WORK TO BE COMPLETED: Pull out every line in the records below that contains the word "Target", and copy each one in full.

=-=-=

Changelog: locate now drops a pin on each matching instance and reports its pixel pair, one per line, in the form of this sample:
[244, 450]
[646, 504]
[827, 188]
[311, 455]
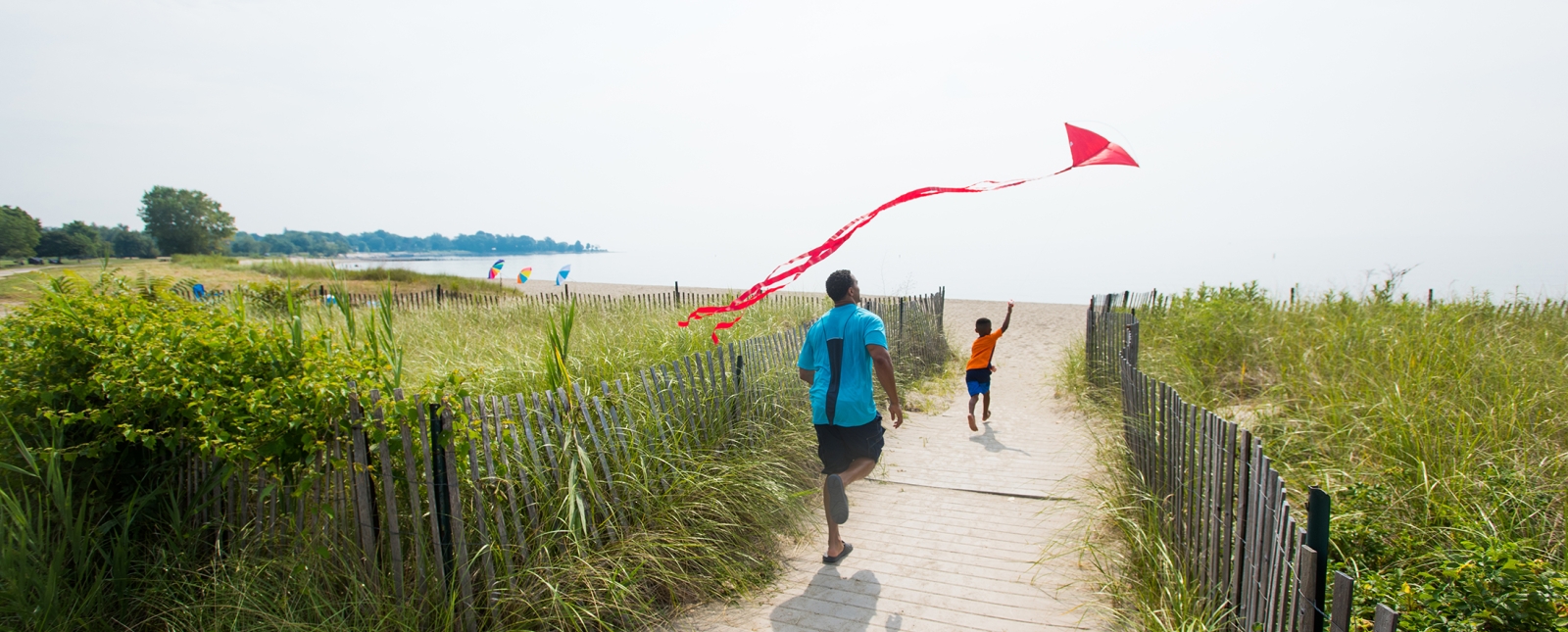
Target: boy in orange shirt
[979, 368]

=-=-=

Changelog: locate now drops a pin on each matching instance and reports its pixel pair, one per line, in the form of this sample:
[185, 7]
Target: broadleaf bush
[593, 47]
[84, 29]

=-=-=

SOLUTION:
Target: boy in orange shirt
Target: broadleaf bush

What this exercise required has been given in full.